■ PASSAGE PROVIDED

+ + + + +

Agreed. Alan is saying vs 4c for high e but I can't think of a single trick move on it and the gear is bomber. It's just pumpy.

As for vd for shockleys, I'm with you, and actually find it trickier than hiigh e (I am crap at roofs though).

What are your guesses for the routes I graded? I'm intrigued.
chill54 14 Feb 2012
In reply to Kipper-Phil Smith:
> (In reply to Mike Lewis)
>
>
>
>
> In reply to Mike Lewis:
> Really hard to translate the grades but here is my attempt
>
> New Dimensions E35C
>
> Lunatic Fringe E35c
>
LF is rated 5.10c and ND is 5.11b or c. I guess I really don't understand this crazy English system but if New Dimensions is no harder than Lunatic Fringe I guess I'll go take a whack at it!
 jon 14 Feb 2012
In reply to Robert Durran:

> Astro Elephant (Elephant's Perch, Idaho) E2 5c

I think it probably would be about right. Did you do anything else there Rob? I thought Beckey Direct was worth maybe E3 6a - for its first pitch which is a boulder problem and is a lot harder than the rest of the route.
 Toby Dunn 14 Feb 2012
In reply to Smelly Fox:
> (In reply to Robert Durran)
> [...]
> Grades are of limited use in Indian creek - width in inches makes far more sense for many routes.
> Absolutely right!

I would agree, having spent a good 2 or 3 weeks climbing in IC, and other Utah cracks, i would struggle to give a Uk grade to any of the totally pure cracks. Things which involve a big more techy messing around are easier to give some sort of a ballpark figure for. I can remember few names, I'm afraid; but Supercrack is definitely a grade easier climbed drunk in a pair of crocs.
 seankenny 14 Feb 2012
In reply to Toby Dunn:
> Supercrack is definitely a grade easier climbed drunk in a pair of crocs.

A few weeks ago someone on UKC was asking how to get more hits for his YouTube climbing videos. Toby, I think you've just given him the answer.
 Rich Kirby 14 Feb 2012
In reply to Robert Durran:
> (In reply to Smelly Fox)
> [...]
>
> [...]
>
> I thought about E2 5b (a couple of baggy hand jams). A friend had to use fists and laybacks and thought E3 5c). Grades are of limited use in Indian creek - width in inches makes far more sense for many routes.

Nope, not joking. Perhaps having just 4 pieces that fit the crack proper in 30m of climbing made it feel E3. Whichever, a stunning crack pitch.
 efrance24234 14 Feb 2012
In reply to Mike Lewis: what about centuary crack? Anyone done it?

+ + + + +

■ DATASET EXCERPTS
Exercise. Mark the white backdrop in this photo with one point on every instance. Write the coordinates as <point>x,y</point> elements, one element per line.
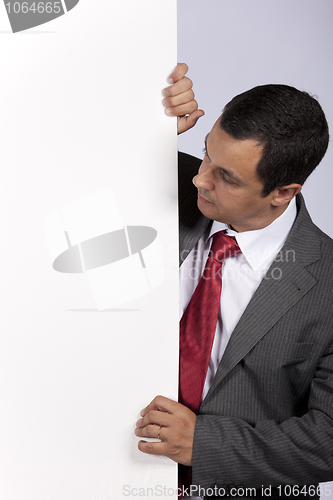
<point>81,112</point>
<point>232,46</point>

+ + + + +

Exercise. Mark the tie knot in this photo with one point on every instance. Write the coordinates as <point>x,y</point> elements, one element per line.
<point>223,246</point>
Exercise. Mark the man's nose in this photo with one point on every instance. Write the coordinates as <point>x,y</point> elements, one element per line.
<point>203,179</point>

+ + + + +

■ EXERCISE INSTRUCTIONS
(a) In the forum thread about converting climbing grades, what rating does chill54 give for Lunatic Fringe?
(b) Extend the forum thread about converting climbing grades past its final post.

■ RESPONSES FOR EACH TASK
(a) 5.10c

(b)
 Chris Craggs Global Crag Moderator 14 Feb 2012
In reply to Toby Dunn:
>
> I would agree, having spent a good 2 or 3 weeks climbing in IC, and other Utah cracks, i would struggle to give a Uk grade to any of the totally pure cracks.

Are they really so different to their Yosemite equivalents? I never had any problems giving UK grades to Reed's Pinnacle, Lunatic Fringe, Crimson Cringe, etc.


Chris
 Smelly Fox 14 Feb 2012
In reply to Rich Kirby:
Haha! Yes that would definitely have it scraping E3!

Luckilly we'd teamed up with a local so was able to lace it.

Did you do The Incredible Hand Crack? I thought that even better than Supercack. That I'd give E3 probably, but it was a thinner crack for my fat hands!
 Robert Durran 14 Feb 2012
In reply to Rich Kirby:
> (In reply to Robert Durran)
> Nope, not joking. Perhaps having just 4 pieces that fit the crack proper in 30m of climbing made it feel E3. Whichever, a stunning crack pitch.

I think I put at least 3 Gold, 6 Blue and 2 Grey Camalots in Supercrack, you can't claim more E points, just because you didn't have the right gear!

 Robert Durran 14 Feb 2012
In reply to Smelly Fox:
> Did you do The Incredible Hand Crack? I thought that even better than Supercack. That I'd give E3 probably, but it was a thinner crack for my fat hands!

Perfect "Gold" hands for me - barely E2!

To complete the "must do" introductory trilogy to Indian Creek: Generic Crack E2 5b - definitely some awkward wider bit for anyone on it I think.

 Robert Durran 14 Feb 2012
In reply to jon:
> (In reply to Robert Durran)
> I think it probably would be about right. Did you do anything else there Rob? I thought Beckey Direct was worth maybe E3 6a - for its first pitch which is a boulder problem and is a lot harder than the rest of the route.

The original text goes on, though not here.